▶ **Stated exercise**
Repeat every item below word for word, changing nothing.

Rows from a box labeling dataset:
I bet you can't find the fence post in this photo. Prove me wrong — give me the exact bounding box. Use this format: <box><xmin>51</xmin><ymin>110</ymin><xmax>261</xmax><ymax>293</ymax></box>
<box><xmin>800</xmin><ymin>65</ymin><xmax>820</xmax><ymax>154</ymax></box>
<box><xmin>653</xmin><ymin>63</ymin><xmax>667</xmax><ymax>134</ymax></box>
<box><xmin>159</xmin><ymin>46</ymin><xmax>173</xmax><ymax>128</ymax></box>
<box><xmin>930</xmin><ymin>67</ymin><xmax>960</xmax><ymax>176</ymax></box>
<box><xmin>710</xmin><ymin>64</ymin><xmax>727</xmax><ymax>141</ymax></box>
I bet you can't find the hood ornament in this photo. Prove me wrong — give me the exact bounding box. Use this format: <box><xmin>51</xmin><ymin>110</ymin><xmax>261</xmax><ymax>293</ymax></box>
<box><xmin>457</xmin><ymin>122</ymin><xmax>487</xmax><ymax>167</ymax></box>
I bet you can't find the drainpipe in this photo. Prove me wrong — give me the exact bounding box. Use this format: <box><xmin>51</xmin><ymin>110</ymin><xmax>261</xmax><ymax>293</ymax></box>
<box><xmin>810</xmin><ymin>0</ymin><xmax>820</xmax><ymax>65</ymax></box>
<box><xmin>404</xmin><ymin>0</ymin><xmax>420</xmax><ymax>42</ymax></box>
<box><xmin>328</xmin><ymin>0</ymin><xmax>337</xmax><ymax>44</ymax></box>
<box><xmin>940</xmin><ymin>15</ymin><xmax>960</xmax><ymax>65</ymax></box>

▶ **Correct output**
I bet you can't find the fence post in this photo. Prove me wrong — give me the exact bounding box. Use this format: <box><xmin>51</xmin><ymin>110</ymin><xmax>261</xmax><ymax>293</ymax></box>
<box><xmin>800</xmin><ymin>65</ymin><xmax>820</xmax><ymax>154</ymax></box>
<box><xmin>653</xmin><ymin>63</ymin><xmax>667</xmax><ymax>134</ymax></box>
<box><xmin>159</xmin><ymin>46</ymin><xmax>173</xmax><ymax>128</ymax></box>
<box><xmin>930</xmin><ymin>67</ymin><xmax>960</xmax><ymax>176</ymax></box>
<box><xmin>710</xmin><ymin>64</ymin><xmax>727</xmax><ymax>141</ymax></box>
I bet you can't find the hood ornament in this photo. Prove me wrong — give me the exact bounding box. Use this format: <box><xmin>51</xmin><ymin>110</ymin><xmax>261</xmax><ymax>293</ymax></box>
<box><xmin>457</xmin><ymin>122</ymin><xmax>487</xmax><ymax>167</ymax></box>
I bet you can't find the drainpipe in this photo. Prove me wrong — give me the exact bounding box. Use this format: <box><xmin>51</xmin><ymin>110</ymin><xmax>261</xmax><ymax>293</ymax></box>
<box><xmin>810</xmin><ymin>0</ymin><xmax>820</xmax><ymax>65</ymax></box>
<box><xmin>404</xmin><ymin>0</ymin><xmax>420</xmax><ymax>42</ymax></box>
<box><xmin>328</xmin><ymin>0</ymin><xmax>337</xmax><ymax>44</ymax></box>
<box><xmin>940</xmin><ymin>15</ymin><xmax>960</xmax><ymax>65</ymax></box>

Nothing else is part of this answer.